• Task inputs:
━━━
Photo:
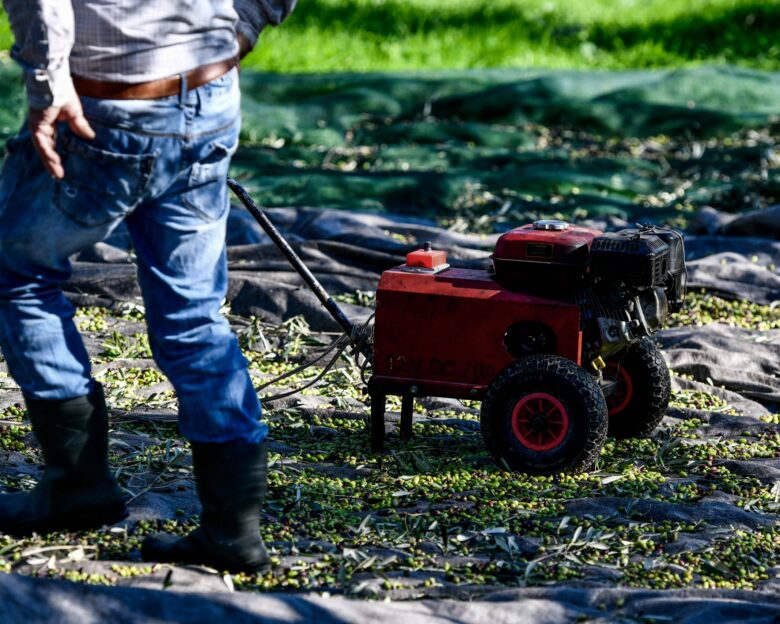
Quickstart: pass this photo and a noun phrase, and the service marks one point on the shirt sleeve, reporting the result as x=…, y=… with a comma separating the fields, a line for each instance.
x=44, y=32
x=254, y=15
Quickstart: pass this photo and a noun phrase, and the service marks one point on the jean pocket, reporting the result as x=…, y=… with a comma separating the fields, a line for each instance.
x=207, y=184
x=100, y=186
━━━
• Aim:
Quote the line that contains "on the jean" and each line after it through the end of the data, exactly, leaving out everything else.

• Completed task:
Quickstart: pass this photo and a noun phrase, and the service marks one point on the jean pocket, reporting the result as x=…, y=… with a comma separating the fields, a line for each instance.
x=207, y=184
x=100, y=186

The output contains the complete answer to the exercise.